TASK DESCRIPTION: Retype the line where "floor in this photo, one line per instance." appears and each line that follows it down to the last line of the records below. Leave the pictures out.
[Begin EXERCISE DATA]
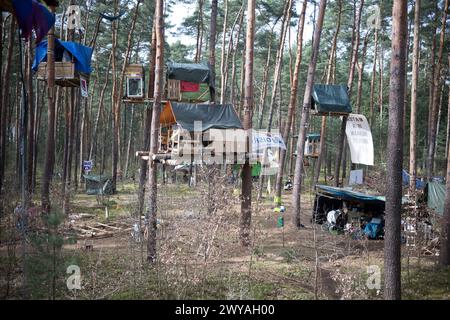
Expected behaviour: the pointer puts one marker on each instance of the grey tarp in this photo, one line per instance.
(219, 116)
(435, 196)
(192, 72)
(98, 184)
(330, 99)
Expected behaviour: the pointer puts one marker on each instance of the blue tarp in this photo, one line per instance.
(82, 54)
(405, 177)
(349, 195)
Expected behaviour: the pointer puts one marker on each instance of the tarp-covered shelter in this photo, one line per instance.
(98, 184)
(218, 116)
(435, 196)
(332, 198)
(72, 60)
(82, 54)
(330, 100)
(190, 82)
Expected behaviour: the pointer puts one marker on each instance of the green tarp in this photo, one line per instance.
(436, 196)
(256, 169)
(328, 99)
(313, 136)
(349, 195)
(202, 95)
(218, 116)
(192, 72)
(98, 184)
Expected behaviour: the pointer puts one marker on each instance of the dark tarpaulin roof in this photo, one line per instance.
(435, 192)
(313, 136)
(82, 54)
(192, 72)
(219, 116)
(330, 99)
(349, 195)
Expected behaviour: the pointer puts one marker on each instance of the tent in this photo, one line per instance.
(98, 184)
(193, 73)
(349, 195)
(330, 99)
(333, 198)
(435, 196)
(81, 54)
(218, 116)
(420, 184)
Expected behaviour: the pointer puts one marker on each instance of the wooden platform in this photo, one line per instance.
(65, 74)
(100, 230)
(140, 100)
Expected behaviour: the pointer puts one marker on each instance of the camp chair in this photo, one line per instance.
(105, 191)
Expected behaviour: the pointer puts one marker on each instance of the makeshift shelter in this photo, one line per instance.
(135, 81)
(72, 62)
(189, 82)
(218, 116)
(312, 145)
(330, 100)
(98, 184)
(435, 196)
(178, 125)
(362, 213)
(31, 15)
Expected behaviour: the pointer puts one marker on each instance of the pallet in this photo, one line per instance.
(100, 230)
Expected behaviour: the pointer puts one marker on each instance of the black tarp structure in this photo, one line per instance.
(218, 116)
(330, 100)
(435, 196)
(332, 198)
(98, 184)
(192, 72)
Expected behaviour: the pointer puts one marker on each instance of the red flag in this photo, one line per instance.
(187, 86)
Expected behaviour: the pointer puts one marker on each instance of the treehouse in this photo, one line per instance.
(72, 62)
(312, 145)
(330, 100)
(189, 129)
(135, 80)
(188, 82)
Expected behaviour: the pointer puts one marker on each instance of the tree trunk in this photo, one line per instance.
(323, 126)
(265, 83)
(154, 138)
(279, 60)
(292, 104)
(372, 81)
(94, 144)
(304, 122)
(246, 196)
(50, 145)
(199, 42)
(392, 250)
(212, 44)
(143, 164)
(361, 74)
(31, 118)
(435, 100)
(413, 116)
(444, 257)
(5, 100)
(127, 161)
(354, 61)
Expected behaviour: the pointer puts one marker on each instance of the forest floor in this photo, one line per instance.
(200, 257)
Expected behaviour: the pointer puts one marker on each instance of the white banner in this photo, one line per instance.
(359, 139)
(264, 140)
(83, 87)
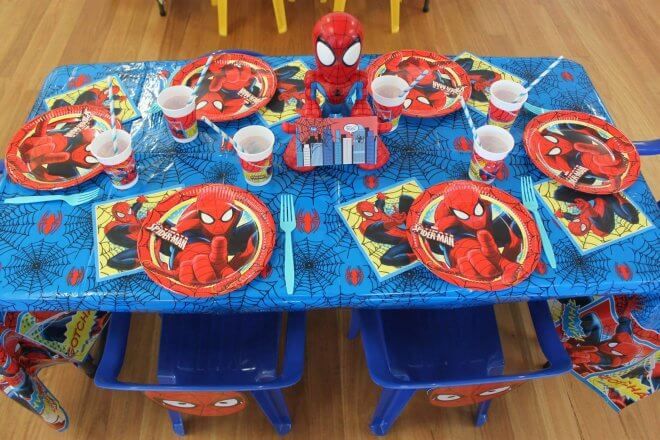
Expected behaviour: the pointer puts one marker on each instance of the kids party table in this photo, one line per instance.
(49, 257)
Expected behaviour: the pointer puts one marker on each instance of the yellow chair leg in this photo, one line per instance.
(222, 17)
(339, 6)
(280, 15)
(395, 6)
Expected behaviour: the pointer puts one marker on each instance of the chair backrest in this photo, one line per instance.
(115, 350)
(558, 360)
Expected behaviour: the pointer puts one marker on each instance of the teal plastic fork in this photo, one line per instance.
(73, 199)
(530, 202)
(288, 224)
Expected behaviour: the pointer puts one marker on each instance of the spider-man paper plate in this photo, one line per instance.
[End EXERCISE DATA]
RESULT FOR THIS EXERCISE:
Expected behaviour: the pointer puts one marker on each instance of the forest floor in this photo, one line per instance.
(200, 257)
Expected behaviour: the pointer puts one marker on each instance of the white banner in this photo, one line per instance.
(359, 139)
(264, 140)
(83, 87)
Expected behaviour: the pointer puts one marker on each instance of the kids party table in this photo, one line per instance.
(49, 257)
Expected behaviour: the pointer puts one marker on each instance of the yellow chair leg in this photo, one line per instance.
(222, 17)
(339, 6)
(280, 15)
(395, 6)
Expected behaviour: the pointer puts one marker on each instance of the chair backrest in this photo, one line per instance.
(115, 350)
(558, 360)
Expected behaviour: the pointer puts one marker on each instance of the teal plastic fork in this photo, one line per instance.
(73, 199)
(530, 202)
(288, 224)
Expected behaviour: the pointer puts one marker on each instance of the spider-man paper plate in this photo, one line per instance.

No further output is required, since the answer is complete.